Schreibe die folgenden Zeilen neu, wobei „be found here“ überall durch „be seen here“ zu ersetzen ist. Alles Übrige bleibt unverändert.

━━━ Gegebene Zeilen ━━━

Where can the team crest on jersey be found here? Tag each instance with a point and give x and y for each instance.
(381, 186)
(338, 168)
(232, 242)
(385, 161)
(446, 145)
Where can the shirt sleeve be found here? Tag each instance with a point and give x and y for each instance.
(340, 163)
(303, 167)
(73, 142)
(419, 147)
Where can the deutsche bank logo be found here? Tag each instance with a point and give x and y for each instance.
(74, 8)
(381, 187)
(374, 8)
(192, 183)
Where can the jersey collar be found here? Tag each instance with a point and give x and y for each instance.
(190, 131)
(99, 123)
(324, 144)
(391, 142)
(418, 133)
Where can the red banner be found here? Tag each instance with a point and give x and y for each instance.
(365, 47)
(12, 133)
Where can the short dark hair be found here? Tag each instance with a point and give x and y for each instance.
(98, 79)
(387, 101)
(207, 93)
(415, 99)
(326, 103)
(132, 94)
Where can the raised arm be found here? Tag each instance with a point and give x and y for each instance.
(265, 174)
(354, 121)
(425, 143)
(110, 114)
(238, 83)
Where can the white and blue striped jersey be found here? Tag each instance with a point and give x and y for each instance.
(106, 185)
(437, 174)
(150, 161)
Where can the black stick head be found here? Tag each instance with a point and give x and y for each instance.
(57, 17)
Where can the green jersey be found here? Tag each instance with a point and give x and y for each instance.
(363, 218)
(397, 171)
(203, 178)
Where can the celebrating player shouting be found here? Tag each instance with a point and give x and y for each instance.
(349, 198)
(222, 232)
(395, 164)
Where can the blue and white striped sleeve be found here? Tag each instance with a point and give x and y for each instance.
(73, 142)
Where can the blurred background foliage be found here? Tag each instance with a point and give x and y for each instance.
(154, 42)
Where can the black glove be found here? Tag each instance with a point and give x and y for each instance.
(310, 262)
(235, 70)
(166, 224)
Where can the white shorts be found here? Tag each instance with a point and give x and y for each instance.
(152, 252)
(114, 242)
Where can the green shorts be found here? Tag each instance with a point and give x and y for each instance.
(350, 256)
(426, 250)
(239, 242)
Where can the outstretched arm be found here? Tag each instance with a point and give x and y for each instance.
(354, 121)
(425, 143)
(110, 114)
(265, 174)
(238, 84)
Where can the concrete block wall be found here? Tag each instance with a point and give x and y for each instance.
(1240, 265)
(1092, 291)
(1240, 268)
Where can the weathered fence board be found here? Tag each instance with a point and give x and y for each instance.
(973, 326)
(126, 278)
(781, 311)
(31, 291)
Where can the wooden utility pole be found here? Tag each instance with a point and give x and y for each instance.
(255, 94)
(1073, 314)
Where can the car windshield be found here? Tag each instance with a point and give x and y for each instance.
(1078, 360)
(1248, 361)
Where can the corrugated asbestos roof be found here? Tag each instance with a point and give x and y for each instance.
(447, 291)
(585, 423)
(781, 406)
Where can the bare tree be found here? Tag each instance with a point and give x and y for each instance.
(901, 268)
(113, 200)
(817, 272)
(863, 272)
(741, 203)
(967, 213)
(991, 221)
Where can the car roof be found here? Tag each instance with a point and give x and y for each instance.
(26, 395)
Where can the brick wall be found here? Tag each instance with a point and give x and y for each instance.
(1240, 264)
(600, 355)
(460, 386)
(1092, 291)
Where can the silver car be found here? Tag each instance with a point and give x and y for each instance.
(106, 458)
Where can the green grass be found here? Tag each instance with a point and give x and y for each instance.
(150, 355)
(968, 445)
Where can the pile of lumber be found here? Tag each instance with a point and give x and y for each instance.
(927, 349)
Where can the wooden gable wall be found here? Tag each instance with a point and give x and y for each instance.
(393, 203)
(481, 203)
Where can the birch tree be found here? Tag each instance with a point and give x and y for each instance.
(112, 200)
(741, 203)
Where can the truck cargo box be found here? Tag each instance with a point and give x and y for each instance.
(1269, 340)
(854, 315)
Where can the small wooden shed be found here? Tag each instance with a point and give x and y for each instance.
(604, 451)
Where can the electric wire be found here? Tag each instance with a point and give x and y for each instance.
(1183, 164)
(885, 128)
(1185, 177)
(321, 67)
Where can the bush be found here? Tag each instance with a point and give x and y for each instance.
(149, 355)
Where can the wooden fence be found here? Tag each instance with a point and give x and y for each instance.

━━━

▶ [Richtige Ausgabe]:
Where can the team crest on jersey be seen here? Tag each instance with a point and give x and y for each instance.
(381, 186)
(338, 168)
(232, 242)
(385, 161)
(446, 145)
Where can the shirt sleeve be seen here? Tag each instance with a point and give x and y for each instance.
(340, 163)
(303, 167)
(73, 142)
(419, 147)
Where can the deutsche bank logo be seen here? Tag each instance with a point and give x and y for each instance.
(74, 8)
(381, 187)
(374, 8)
(192, 183)
Where can the jersey collar be seen here? Tag each instance with a point and give x and y for each instance.
(190, 131)
(99, 123)
(324, 144)
(391, 142)
(418, 133)
Where can the red banner be seen here? Tag each instance with a point and give x and y for each instance.
(365, 47)
(12, 133)
Where can the short dark hair be seen here? Tag each instance with a point and give x and y for each instance.
(98, 79)
(387, 101)
(207, 93)
(415, 99)
(326, 103)
(132, 94)
Where can the raised arm be seen here? Tag each instance with a point and give x and y for each instance.
(265, 174)
(354, 121)
(425, 143)
(110, 114)
(238, 83)
Where can the white and blue striped jersey be seen here? Tag each instance with a point and give x and y for each instance.
(106, 185)
(437, 174)
(150, 161)
Where can the black stick head be seen here? Tag each instance with a point and give x and y for each instance.
(57, 17)
Where can the green jersey be seen here? Tag each instance with a point and give x and y for each instance.
(363, 218)
(397, 171)
(203, 178)
Where can the celebrating player shouting be seen here? Tag each instance with a point and give x and y for each instance.
(349, 198)
(222, 232)
(395, 164)
Where can the blue and white striped sleeve be seen here? Tag each instance with a point and give x and y for each instance.
(73, 142)
Where can the blurred background foliage be seen here? Tag each instance with a point and give x and y for each instance.
(154, 42)
Where can the black glove be seen here? Tag each instance with a point and give x and y for each instance.
(310, 262)
(235, 70)
(166, 224)
Where can the white shorts be seen here? Tag each instance with a point and give x and y for each instance.
(152, 252)
(114, 242)
Where can the green shorts be seen here? Tag each instance with a point and give x and y for each instance.
(350, 256)
(426, 250)
(239, 242)
Where can the outstretched arm be seen here? Tag each instance with a point and give x and y for each instance.
(354, 121)
(425, 143)
(110, 114)
(265, 174)
(238, 84)
Where can the concrete block wall be seen here? Tag each instance with a point and give x and y for each instance.
(1240, 265)
(1092, 291)
(1240, 268)
Where can the weathered fence board be seen here? Tag each instance with a point and give x and y for each instance.
(973, 326)
(126, 278)
(781, 311)
(31, 291)
Where can the wooden utility pole be seen here? Tag each instance with a point and give x and y for each instance.
(255, 94)
(1073, 314)
Where can the car windshield be seen here? Tag each instance with a point and give x and y for each instance.
(1078, 360)
(1248, 361)
Where can the corrugated asbestos roof be seen here? Tag each instance with a point and give x and y for each instance.
(447, 291)
(585, 423)
(781, 406)
Where can the bare tree be seen here? Tag each instance with a point and give x and y for each instance.
(901, 268)
(113, 200)
(817, 272)
(863, 272)
(741, 203)
(967, 213)
(991, 221)
Where can the car roof be seen here? Tag each instance with a point and give x and y for each instance.
(26, 395)
Where can the brick wall be seen here? Tag each instance with a point and give x and y for each instance.
(1240, 264)
(600, 355)
(460, 386)
(1092, 291)
Where can the silver car be seen here? Tag each instance with a point and give x and y for each instance.
(106, 458)
Where can the green grass be seen here? Tag each instance with a point and give x and y for each instance.
(150, 355)
(968, 445)
Where can the pile of lumber be seen here? Tag each instance with a point and give x and y for each instance.
(927, 349)
Where can the wooden gable wall be seen here? Tag each instance with a point and give x and y for each instance.
(393, 203)
(481, 203)
Where can the birch tree be seen here? Tag each instance with a point and give x and y for each instance.
(112, 200)
(741, 203)
Where can the truck cargo box be seen here? Tag each instance with a point and give x and y for each instance.
(1269, 340)
(854, 315)
Where can the small wooden shed be seen here? Tag each instance with a point and give x and y for each instance.
(604, 451)
Where can the electric wire be seen here? Tag each instance with a point and give x and y for each instance.
(1183, 164)
(885, 128)
(1185, 177)
(321, 67)
Where can the bush be seen here? Tag each instance with a point and give x and y for each instance.
(149, 355)
Where can the wooden fence be seen here? Tag each instance with a point and give x and y for each instance.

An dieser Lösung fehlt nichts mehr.